> _Goal_
Retype all of the data. Every line must match exactly.

[Labeling and segmentation records]
□ □ □ □

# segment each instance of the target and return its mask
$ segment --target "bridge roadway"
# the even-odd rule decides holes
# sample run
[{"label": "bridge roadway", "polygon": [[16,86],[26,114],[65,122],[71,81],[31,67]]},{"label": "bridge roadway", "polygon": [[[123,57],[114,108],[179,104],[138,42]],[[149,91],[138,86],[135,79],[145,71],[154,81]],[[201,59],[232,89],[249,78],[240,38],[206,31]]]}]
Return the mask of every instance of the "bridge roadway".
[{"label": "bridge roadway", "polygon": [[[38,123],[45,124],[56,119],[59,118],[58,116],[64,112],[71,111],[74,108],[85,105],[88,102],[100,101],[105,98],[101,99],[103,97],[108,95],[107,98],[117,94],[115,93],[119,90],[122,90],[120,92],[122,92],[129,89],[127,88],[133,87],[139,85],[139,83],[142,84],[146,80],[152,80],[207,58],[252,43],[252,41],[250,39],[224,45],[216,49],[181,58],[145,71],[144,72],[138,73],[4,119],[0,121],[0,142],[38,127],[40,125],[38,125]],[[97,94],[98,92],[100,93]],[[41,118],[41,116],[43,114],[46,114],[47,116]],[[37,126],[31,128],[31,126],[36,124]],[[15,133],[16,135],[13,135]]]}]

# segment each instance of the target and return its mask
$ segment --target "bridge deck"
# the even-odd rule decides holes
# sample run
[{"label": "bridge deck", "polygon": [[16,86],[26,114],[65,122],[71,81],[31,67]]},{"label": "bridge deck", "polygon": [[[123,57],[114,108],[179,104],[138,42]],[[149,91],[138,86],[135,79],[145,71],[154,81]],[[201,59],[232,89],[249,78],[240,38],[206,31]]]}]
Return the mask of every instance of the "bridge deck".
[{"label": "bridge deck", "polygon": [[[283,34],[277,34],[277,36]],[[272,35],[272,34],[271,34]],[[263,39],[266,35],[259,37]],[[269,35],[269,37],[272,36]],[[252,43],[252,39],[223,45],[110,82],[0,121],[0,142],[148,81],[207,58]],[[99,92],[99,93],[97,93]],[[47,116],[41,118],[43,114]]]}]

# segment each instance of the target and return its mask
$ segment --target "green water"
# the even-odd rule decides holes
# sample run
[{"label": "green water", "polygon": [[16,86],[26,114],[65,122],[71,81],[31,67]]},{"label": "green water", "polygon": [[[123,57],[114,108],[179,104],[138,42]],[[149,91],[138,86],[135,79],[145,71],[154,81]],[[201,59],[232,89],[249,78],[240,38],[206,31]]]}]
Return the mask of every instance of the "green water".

□ □ □ □

> _Solution to this problem_
# segment each instance of the target and return its mask
$ segment --target "bridge roadway"
# the even-odd rule decides holes
# sample run
[{"label": "bridge roadway", "polygon": [[16,86],[26,114],[65,122],[71,81],[31,67]]},{"label": "bridge roadway", "polygon": [[[123,57],[114,108],[179,104],[138,42]],[[149,91],[138,86],[135,79],[145,71],[154,81]],[[201,59],[232,89],[249,78],[240,38],[206,31]]]}]
Return the mask of every instance of the "bridge roadway".
[{"label": "bridge roadway", "polygon": [[[38,123],[45,124],[56,119],[59,118],[58,116],[64,112],[71,111],[74,108],[85,105],[88,102],[100,101],[105,98],[101,99],[103,97],[108,95],[107,98],[117,94],[115,93],[119,90],[122,90],[120,92],[122,92],[129,89],[127,88],[133,87],[139,85],[139,83],[142,84],[146,80],[152,80],[207,58],[252,43],[252,41],[250,39],[224,45],[216,49],[181,58],[145,71],[144,72],[138,73],[4,119],[0,121],[0,142],[38,127],[40,125],[38,125]],[[97,94],[98,92],[100,93]],[[41,118],[41,116],[43,114],[46,114],[47,116]],[[37,126],[31,128],[31,126],[36,124]],[[15,133],[16,135],[13,135]]]}]

# segment each instance of the target and return its mask
$ segment --target "bridge deck"
# the even-odd rule decides holes
# sample run
[{"label": "bridge deck", "polygon": [[16,86],[26,114],[65,122],[71,81],[31,67]]},{"label": "bridge deck", "polygon": [[[123,57],[114,108],[179,104],[138,42]],[[149,91],[138,86],[135,79],[145,71],[154,81]],[[201,59],[232,89],[249,78],[240,38],[206,31]]]}]
Return the mask of every instance of the "bridge deck".
[{"label": "bridge deck", "polygon": [[[283,34],[277,34],[277,36]],[[272,35],[272,34],[271,34]],[[263,39],[266,35],[259,37]],[[269,35],[269,37],[272,36]],[[252,43],[252,39],[223,45],[110,82],[0,121],[0,142],[148,81],[207,58]],[[99,92],[99,93],[97,93]],[[47,116],[41,118],[43,114]]]}]

# segment each instance of the target and return its mask
$ segment --target "green water"
# the even-odd rule decides holes
# sample run
[{"label": "green water", "polygon": [[16,86],[26,114],[65,122],[71,81],[31,67]]},{"label": "green water", "polygon": [[[123,57],[114,108],[179,104],[138,42]],[[149,91],[138,86],[135,79],[145,71],[154,81]],[[201,59],[232,89],[249,78],[240,38],[206,31]]]}]
Return the mask of every instance of the "green water".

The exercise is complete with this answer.